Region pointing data
- - - - - - -
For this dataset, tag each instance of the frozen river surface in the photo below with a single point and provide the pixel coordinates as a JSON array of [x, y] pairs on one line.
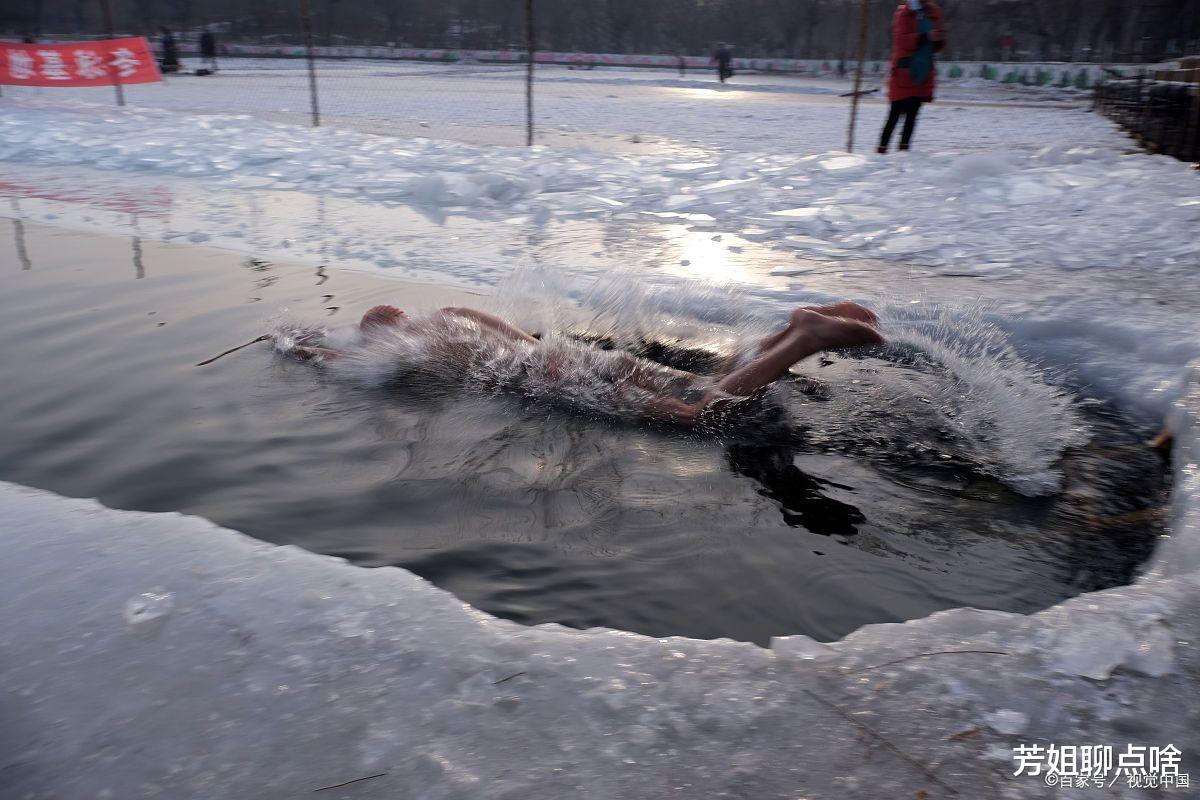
[[1025, 247]]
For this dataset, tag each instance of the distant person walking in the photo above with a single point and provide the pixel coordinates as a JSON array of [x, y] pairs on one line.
[[209, 49], [916, 35], [169, 58], [724, 59]]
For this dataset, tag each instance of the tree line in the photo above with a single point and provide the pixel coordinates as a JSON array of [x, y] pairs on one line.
[[1091, 30]]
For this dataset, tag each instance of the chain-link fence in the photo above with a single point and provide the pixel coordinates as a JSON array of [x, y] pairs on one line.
[[1162, 112]]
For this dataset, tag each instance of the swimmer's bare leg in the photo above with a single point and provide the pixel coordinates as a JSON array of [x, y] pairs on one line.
[[810, 332], [844, 310], [493, 323]]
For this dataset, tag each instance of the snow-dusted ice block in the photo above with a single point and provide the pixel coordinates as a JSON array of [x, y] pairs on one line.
[[157, 655]]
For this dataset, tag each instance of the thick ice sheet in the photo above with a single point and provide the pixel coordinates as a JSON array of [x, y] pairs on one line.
[[961, 210]]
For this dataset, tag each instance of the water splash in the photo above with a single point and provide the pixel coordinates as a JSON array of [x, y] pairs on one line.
[[971, 394], [1014, 422]]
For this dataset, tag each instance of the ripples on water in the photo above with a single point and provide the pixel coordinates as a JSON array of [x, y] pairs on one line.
[[870, 487]]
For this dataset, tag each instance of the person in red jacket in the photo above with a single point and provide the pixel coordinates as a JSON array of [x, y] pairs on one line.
[[916, 35]]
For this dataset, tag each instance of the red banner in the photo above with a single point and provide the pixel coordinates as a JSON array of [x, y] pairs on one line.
[[78, 64]]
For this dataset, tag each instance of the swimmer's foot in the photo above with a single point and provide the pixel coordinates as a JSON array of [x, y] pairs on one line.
[[844, 310], [381, 317]]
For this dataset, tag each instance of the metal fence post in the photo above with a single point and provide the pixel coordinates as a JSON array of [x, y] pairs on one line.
[[529, 53], [306, 19], [858, 77], [107, 11]]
- - - - - - -
TASK PROMPT — Each line, beginning at the one that contains "For this dataset, tag each instance of the red" and continuing through the end of the records, must be written out exactly, first and last included.

RESPONSE TO THE TASK —
For this dataset, tag each instance of the red banner in the photo above with a single point and provide the pixel coordinates as a JSON array of [x, y] pairs on one line.
[[78, 64]]
For this dataset, tag each instance of the swimmer's foot in the photo above with a single point and provide the pixel coordinates as a JSON array of [x, y] pairs on one line.
[[844, 310], [381, 317]]
For this dataset, tag each instance of the metal fence post in the photo above with a single point and provide the pixel coordinates as a JSON array of [x, y] pairs on one line.
[[529, 53], [306, 19], [858, 77], [107, 11]]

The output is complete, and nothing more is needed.